---- Text shown

For amino acid sequences, the BLASTP program uses as defaults a
wordlength (W) of 3, an expectation (E) of 10, and the BLOSUM62
scoring matrix (see Henikoff & Henikoff, Proc. Natl. Acad. Sci.
USA 89:10915 (1989)).
[0099] In addition to calculating percent sequence identity, the
BLAST algorithm also performs a statistical analysis of the
similarity between two sequences (see, e.g., Karlin & Altschul,
Proc. Natl. Acad. Sci. USA 90:5873-5787 (1993)). One measure of
similarity provided by the BLAST algorithm is the smallest sum
probability (P(N)), which provides an indication of the probability
by which a match between two nucleotide or amino acid sequences
would occur by chance. For example, a nucleic acid is considered
similar to a reference sequence if the smallest sum probability in
a comparison of the test nucleic acid to the reference nucleic acid
is less than about 0.1, more preferably less than about 0.01, and
most preferably less than about 0.001.
[0100] A further indication that two nucleic acid sequences or
polypeptides are substantially identical is that the polypeptide
encoded by the first nucleic acid is immunologically cross reactive
with the polypeptide encoded by the second nucleic acid, as
described below. Thus, a polypeptide is typically substantially
identical to a second polypeptide, for example, where the two
peptides differ only by conservative substitutions. Another
indication that two nucleic acid sequences are substantially
identical is that the two molecules hybridize to each other under
stringent conditions.
[0101] The term "naturally-occurring" is used to describe an object
that can be found in nature. For example, a polypeptide or
polynucleotide sequence that is present in an organism (including
viruses) that can be isolated from a source in nature and which has
not been intentionally modified by man in the laboratory is
naturally-occurring. Generally, the term naturally-occurring refers
to an object as present in a non-pathological (undiseased)

--------

▶ _Directions for this task_: Please continue the sequence-comparison text above from the point where it stops.

---- Source material

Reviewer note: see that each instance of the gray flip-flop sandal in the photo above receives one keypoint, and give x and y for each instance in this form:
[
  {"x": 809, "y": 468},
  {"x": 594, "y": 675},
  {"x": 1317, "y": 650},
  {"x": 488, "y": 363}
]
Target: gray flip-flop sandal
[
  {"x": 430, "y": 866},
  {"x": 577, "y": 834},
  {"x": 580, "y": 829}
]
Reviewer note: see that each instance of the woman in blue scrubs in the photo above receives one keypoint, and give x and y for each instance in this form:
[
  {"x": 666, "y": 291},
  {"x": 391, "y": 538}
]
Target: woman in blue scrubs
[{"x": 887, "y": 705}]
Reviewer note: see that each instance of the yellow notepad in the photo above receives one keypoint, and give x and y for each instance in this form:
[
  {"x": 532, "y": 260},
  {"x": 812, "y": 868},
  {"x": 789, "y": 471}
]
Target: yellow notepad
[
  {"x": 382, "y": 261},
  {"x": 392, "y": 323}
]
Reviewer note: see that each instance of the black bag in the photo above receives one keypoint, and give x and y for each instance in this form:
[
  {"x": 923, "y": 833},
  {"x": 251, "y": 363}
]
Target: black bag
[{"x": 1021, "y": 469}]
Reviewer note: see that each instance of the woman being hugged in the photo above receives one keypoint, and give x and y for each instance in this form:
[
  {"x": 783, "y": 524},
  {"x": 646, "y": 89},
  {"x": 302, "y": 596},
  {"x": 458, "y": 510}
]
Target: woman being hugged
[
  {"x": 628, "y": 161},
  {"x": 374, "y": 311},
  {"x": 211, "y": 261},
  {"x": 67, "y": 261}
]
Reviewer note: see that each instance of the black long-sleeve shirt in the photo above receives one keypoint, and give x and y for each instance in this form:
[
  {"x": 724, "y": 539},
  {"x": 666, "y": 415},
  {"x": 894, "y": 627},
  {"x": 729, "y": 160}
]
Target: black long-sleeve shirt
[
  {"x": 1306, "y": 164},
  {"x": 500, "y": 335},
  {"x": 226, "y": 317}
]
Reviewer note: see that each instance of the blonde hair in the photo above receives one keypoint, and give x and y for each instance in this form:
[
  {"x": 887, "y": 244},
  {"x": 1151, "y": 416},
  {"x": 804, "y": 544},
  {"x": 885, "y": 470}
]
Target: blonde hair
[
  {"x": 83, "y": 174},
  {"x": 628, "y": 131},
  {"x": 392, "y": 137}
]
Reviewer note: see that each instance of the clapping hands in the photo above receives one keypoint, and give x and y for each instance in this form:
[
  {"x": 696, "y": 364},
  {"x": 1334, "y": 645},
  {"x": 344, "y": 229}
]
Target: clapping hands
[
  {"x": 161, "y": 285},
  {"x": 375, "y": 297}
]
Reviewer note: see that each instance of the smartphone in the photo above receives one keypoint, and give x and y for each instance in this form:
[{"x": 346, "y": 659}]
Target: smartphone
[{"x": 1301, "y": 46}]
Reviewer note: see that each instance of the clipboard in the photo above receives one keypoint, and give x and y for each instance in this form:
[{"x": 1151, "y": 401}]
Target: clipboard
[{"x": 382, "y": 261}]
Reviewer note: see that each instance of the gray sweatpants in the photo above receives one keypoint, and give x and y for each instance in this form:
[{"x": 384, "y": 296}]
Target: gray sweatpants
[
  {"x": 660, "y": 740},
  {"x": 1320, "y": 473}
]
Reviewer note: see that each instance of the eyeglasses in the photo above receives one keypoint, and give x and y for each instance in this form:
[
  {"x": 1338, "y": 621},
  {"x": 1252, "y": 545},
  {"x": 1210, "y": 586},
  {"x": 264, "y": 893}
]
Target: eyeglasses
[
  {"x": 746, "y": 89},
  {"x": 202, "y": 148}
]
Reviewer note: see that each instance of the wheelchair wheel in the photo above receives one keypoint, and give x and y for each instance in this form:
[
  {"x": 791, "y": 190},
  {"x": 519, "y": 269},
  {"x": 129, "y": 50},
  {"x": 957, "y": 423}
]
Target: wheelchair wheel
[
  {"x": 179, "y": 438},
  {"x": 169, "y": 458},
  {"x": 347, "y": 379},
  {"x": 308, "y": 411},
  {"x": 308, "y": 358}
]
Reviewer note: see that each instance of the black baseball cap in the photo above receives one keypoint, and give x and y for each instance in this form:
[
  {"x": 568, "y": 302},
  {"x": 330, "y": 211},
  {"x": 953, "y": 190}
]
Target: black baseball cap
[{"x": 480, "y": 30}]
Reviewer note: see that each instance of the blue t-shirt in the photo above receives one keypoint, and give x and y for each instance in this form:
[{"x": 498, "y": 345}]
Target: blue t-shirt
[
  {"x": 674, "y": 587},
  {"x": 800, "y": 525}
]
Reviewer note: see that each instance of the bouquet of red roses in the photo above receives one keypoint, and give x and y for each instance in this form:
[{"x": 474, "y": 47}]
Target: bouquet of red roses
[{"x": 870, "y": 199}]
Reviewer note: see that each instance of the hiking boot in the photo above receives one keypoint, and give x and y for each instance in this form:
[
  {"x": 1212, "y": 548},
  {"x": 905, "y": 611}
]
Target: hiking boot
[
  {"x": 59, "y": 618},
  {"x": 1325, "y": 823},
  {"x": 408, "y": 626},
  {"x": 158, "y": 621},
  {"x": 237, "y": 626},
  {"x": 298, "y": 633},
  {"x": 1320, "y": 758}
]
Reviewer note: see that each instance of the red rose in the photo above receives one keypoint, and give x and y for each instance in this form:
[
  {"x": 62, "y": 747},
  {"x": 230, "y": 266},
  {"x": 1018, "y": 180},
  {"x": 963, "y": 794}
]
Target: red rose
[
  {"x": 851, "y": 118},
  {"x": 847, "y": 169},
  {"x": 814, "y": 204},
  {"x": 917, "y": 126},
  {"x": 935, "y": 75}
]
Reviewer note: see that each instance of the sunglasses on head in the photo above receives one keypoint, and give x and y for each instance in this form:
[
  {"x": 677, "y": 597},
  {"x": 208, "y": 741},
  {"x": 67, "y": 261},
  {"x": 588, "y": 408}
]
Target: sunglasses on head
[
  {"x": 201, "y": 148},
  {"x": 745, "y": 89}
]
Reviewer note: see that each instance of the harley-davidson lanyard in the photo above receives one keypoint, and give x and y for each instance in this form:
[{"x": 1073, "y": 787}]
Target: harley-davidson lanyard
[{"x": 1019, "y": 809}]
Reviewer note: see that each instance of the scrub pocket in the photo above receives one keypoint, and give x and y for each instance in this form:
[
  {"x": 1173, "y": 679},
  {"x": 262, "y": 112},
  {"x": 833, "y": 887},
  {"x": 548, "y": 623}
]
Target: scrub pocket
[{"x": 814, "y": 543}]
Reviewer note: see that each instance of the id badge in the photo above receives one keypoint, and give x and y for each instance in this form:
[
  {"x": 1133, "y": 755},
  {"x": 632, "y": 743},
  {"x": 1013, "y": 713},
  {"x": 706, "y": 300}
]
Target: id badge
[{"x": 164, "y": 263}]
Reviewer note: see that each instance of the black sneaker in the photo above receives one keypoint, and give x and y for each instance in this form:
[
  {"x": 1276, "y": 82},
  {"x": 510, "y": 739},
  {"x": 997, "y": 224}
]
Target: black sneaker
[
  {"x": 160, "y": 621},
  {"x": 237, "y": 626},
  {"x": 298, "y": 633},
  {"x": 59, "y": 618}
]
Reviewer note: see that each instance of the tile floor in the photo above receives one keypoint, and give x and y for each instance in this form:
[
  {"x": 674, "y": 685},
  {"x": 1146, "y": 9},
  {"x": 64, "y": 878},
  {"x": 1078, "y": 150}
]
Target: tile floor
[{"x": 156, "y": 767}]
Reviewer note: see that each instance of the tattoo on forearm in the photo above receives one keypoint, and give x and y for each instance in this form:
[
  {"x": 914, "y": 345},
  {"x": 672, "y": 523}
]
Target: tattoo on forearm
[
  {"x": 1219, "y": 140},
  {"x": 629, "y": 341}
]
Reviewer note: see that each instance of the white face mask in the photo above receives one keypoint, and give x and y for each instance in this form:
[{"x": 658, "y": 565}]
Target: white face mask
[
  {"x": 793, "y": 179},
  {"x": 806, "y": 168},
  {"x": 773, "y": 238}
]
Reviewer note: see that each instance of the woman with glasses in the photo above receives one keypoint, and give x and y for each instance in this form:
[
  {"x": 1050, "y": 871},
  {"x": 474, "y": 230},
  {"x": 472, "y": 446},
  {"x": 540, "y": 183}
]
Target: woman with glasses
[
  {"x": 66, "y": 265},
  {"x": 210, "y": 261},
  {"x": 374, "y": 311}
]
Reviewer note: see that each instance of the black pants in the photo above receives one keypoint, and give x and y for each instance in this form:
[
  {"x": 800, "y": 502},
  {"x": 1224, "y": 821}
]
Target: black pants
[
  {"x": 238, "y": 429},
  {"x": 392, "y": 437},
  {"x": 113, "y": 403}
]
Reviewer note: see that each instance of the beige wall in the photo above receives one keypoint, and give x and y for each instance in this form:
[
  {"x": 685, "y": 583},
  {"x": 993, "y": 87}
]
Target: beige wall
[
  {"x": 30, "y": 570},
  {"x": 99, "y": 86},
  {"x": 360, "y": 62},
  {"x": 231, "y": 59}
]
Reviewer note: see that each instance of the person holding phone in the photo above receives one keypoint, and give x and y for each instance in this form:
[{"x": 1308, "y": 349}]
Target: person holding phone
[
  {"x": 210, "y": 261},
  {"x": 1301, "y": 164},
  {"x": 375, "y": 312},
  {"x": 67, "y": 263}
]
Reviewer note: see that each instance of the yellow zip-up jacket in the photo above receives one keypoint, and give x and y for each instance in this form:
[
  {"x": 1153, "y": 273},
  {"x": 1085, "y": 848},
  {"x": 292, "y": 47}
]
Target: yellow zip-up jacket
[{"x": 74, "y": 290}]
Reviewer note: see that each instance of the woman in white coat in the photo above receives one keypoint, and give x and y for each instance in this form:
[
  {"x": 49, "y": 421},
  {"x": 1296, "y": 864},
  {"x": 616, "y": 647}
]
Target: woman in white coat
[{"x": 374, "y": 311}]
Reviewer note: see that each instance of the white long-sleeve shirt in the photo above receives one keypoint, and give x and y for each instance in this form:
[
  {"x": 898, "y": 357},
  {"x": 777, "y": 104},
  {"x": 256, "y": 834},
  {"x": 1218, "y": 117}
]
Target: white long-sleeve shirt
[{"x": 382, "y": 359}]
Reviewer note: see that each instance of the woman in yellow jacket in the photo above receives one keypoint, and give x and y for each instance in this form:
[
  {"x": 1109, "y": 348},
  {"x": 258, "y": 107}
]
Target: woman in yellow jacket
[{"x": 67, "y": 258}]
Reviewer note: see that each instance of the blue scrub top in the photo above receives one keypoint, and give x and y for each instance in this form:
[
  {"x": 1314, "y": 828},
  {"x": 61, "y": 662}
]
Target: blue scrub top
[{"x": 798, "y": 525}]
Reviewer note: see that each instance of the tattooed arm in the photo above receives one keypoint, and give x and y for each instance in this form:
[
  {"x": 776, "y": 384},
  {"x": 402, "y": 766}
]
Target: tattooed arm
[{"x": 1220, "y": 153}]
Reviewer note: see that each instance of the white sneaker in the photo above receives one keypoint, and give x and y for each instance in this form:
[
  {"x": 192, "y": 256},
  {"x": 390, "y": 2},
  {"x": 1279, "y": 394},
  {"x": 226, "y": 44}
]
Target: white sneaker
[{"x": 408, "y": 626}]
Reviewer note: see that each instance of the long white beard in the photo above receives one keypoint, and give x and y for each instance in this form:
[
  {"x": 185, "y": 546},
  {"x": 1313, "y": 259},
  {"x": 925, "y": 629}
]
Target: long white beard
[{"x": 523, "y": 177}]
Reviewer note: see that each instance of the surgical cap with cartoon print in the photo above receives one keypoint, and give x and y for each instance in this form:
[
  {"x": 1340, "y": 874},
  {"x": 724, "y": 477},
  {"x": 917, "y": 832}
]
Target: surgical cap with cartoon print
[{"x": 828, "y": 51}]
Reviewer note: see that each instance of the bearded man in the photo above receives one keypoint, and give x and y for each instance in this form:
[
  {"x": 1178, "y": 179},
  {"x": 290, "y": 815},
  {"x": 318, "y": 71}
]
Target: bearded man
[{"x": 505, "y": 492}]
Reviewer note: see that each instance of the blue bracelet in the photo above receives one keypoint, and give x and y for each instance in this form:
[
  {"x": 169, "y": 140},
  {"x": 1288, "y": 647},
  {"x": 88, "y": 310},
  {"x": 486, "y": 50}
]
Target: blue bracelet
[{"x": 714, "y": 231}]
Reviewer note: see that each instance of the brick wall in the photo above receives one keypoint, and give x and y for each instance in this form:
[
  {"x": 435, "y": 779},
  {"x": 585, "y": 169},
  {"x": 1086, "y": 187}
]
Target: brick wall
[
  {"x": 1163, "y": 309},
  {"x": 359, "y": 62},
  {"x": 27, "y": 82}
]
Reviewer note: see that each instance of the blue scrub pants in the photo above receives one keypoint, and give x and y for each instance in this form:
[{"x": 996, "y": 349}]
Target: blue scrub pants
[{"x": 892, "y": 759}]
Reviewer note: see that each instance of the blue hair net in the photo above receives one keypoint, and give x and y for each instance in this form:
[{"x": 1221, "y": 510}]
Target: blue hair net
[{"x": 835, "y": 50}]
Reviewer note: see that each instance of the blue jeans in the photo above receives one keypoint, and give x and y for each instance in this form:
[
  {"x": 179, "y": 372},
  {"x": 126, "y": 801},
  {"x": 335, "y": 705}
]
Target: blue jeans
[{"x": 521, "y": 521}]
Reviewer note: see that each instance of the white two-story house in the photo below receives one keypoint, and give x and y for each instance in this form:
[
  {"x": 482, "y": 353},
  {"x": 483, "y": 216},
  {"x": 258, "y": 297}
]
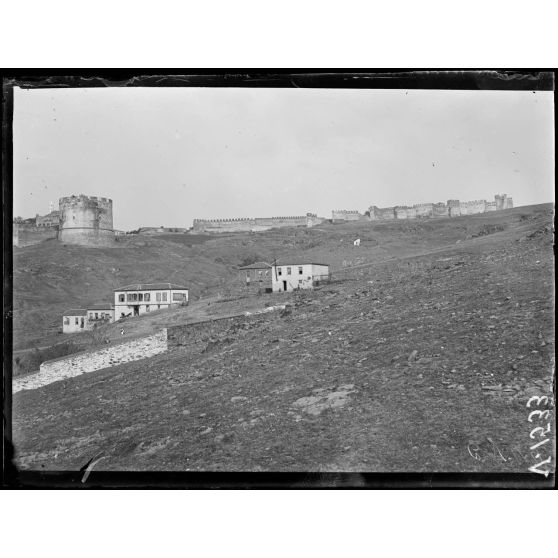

--------

▶ _Response for this exercise_:
individual, such as would be typical for the species.
[0102] Asexual recombination is recombination occurring without the
fusion of gametes to form a zygote.
[0103] A "mismatch repair deficient strain" can include any mutants
in any organism impaired in the functions of mismatch repair. These
include mutant gene products of mutS, mutT, mutH, mutL, ovrD, dcm,
vsr, umuC, umuD, sbcB, recJ, etc. The impairment is achieved by
genetic mutation, allelic replacement, selective inhibition by an
added reagent such as a small compound or an expressed antisense
RNA, or other techniques. Impairment can be of the genes noted, or
of homologous genes in any organism.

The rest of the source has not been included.